Exercise inputs:
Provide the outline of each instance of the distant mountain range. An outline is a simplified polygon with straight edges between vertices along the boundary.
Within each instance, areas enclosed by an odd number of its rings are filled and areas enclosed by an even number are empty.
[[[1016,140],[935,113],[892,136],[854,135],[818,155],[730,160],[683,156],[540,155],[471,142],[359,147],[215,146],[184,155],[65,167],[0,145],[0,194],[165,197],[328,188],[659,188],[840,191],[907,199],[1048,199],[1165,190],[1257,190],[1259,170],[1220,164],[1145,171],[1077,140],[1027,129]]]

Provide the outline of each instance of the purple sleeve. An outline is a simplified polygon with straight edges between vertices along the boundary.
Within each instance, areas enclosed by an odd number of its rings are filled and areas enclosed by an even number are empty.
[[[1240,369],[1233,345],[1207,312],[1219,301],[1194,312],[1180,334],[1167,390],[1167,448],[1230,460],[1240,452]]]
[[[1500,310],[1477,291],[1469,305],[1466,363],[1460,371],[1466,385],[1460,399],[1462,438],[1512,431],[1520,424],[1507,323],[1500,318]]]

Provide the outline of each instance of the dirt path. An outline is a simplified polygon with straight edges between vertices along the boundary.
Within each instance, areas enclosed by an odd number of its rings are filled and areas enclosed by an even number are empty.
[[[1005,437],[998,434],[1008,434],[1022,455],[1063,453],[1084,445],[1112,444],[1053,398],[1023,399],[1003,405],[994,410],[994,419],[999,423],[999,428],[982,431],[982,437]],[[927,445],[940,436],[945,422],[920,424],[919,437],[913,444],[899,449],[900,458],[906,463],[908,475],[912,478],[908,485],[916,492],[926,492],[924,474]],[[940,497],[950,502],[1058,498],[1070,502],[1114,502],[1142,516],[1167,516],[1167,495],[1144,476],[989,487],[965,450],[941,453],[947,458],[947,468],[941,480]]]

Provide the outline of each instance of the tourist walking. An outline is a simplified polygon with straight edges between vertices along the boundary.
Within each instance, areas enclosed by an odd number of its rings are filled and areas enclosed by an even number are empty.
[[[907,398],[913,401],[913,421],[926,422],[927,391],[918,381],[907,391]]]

Work to be completed: What is the number of lines in the material above that carry the word "between"? Respond with that count and nothing more.

Written solution: 4